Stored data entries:
----

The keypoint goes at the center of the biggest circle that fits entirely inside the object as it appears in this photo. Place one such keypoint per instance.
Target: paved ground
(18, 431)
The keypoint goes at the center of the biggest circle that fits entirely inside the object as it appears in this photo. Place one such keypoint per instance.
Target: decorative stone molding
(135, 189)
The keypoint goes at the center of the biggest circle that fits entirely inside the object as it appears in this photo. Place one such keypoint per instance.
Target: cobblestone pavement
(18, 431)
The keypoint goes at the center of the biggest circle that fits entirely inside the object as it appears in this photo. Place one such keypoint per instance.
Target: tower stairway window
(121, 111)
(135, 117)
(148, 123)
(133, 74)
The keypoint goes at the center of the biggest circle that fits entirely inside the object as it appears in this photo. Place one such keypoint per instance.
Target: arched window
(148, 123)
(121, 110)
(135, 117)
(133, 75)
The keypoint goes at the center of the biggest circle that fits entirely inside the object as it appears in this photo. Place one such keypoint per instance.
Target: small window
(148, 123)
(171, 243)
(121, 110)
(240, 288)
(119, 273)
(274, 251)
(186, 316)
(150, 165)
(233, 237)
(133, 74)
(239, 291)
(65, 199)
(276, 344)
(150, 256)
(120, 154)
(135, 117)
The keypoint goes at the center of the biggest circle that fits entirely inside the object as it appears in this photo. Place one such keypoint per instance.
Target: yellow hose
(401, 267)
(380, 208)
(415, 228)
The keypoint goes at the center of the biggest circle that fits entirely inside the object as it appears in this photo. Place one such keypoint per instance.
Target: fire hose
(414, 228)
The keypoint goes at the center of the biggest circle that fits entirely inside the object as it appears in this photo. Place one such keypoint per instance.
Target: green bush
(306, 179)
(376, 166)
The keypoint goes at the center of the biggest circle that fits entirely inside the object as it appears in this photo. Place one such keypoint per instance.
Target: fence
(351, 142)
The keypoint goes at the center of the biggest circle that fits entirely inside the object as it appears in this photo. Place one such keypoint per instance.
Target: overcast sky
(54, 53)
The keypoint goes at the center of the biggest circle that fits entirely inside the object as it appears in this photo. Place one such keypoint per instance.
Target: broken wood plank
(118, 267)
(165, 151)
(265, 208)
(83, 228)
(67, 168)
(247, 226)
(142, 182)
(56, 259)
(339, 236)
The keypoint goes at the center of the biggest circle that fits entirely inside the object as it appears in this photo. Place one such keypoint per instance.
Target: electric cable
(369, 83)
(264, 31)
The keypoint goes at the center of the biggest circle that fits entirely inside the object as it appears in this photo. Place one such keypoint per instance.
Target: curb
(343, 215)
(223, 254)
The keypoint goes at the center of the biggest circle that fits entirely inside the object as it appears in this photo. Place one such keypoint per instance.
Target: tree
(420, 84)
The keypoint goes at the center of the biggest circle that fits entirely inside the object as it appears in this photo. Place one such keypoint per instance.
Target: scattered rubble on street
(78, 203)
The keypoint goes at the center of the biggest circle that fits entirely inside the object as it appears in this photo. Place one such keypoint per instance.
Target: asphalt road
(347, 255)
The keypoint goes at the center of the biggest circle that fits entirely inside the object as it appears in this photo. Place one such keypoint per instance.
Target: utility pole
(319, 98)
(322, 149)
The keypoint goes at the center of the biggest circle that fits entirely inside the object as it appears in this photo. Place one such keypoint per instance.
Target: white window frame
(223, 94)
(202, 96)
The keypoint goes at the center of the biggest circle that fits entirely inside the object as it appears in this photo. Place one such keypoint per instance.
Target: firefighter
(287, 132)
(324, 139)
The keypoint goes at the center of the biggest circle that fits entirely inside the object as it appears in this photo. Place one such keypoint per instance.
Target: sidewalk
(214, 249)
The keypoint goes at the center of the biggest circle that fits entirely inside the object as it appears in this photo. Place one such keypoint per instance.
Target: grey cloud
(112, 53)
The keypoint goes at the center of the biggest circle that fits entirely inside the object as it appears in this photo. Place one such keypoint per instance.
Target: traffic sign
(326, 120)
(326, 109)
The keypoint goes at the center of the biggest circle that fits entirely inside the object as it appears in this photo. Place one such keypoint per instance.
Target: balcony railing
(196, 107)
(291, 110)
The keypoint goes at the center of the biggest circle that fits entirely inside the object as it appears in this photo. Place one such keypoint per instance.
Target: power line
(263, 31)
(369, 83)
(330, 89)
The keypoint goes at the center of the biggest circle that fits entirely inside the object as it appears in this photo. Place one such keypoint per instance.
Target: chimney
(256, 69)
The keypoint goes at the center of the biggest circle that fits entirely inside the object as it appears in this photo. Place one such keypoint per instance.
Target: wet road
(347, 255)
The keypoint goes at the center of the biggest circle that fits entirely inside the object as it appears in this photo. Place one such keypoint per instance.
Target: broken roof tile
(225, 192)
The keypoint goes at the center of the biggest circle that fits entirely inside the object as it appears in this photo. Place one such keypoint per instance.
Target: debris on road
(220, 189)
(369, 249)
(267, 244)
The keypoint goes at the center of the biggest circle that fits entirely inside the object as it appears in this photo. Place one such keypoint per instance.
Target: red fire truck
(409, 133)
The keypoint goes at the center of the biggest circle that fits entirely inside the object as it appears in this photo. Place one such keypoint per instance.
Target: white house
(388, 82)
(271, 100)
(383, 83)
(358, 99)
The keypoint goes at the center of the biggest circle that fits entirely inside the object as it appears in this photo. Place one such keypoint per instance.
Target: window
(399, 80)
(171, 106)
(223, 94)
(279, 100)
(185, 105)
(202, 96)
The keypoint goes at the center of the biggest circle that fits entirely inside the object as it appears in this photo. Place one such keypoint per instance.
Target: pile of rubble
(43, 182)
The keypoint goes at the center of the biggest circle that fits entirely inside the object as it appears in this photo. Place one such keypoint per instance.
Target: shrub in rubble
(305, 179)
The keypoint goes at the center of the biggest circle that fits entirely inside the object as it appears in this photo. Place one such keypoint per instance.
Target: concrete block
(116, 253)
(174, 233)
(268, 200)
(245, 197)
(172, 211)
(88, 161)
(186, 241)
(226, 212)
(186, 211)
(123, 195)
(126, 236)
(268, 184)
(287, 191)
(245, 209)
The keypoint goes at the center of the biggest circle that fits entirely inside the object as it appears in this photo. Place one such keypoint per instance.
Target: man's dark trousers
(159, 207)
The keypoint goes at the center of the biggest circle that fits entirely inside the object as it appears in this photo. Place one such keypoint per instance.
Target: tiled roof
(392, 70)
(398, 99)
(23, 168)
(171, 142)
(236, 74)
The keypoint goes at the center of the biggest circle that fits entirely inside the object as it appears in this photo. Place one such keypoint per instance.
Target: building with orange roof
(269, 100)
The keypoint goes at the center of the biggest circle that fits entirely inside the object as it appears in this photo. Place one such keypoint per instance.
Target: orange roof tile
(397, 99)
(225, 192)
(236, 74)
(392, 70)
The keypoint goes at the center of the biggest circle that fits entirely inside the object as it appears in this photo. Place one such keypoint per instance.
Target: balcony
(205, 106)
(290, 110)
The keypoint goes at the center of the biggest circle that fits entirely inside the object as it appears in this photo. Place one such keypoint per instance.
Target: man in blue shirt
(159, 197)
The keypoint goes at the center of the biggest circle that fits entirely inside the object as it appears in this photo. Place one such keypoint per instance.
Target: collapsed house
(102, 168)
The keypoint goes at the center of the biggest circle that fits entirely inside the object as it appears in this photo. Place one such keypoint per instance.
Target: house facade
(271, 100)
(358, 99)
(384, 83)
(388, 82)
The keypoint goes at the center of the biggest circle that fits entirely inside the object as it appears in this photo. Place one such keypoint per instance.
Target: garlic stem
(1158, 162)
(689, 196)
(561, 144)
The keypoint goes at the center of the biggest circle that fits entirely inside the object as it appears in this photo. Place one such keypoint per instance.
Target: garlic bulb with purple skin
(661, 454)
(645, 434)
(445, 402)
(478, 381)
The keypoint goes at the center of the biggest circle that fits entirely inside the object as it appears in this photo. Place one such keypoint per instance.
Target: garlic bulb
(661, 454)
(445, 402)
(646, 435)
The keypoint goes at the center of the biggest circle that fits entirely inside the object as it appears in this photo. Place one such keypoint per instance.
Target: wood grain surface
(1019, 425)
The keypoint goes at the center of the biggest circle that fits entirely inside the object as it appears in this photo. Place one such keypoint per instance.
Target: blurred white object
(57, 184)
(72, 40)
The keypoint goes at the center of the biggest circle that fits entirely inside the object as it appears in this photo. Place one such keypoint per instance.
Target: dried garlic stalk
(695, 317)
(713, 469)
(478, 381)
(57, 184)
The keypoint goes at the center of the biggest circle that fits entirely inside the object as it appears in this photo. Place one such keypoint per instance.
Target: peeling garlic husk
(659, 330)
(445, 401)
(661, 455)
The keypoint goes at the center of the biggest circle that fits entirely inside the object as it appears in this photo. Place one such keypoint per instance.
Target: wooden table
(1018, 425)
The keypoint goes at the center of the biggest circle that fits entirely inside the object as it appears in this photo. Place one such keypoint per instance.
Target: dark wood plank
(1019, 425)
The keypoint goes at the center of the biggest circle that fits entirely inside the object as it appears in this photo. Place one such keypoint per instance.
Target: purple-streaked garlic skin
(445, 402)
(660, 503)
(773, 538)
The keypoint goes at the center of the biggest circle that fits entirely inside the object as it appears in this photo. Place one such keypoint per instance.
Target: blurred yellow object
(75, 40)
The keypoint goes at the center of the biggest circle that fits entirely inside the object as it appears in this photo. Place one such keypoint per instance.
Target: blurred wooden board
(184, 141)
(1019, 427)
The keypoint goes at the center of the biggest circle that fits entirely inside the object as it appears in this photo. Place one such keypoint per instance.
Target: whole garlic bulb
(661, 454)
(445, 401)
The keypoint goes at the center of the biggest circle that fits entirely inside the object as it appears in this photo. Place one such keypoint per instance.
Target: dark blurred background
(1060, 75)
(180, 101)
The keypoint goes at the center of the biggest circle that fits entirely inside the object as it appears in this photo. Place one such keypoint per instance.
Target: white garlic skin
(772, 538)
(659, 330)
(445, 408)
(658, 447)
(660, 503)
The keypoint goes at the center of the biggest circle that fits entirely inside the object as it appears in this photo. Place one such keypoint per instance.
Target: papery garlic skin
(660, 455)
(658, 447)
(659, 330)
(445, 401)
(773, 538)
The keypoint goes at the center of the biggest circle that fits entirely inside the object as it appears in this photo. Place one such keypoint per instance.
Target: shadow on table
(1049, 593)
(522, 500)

----

Print exactly the lines above, starting at the line that contains "Target: papery garlic skin" and ending with the last line of the records, both included.

#### Task result
Target: papery garlic skin
(660, 455)
(658, 447)
(659, 330)
(445, 401)
(773, 538)
The keypoint goes at the center of the biggest circle that fits entirely inside the object as it appears in this photo. Place one such keypoint per instance.
Target: shadow on table
(1049, 593)
(522, 500)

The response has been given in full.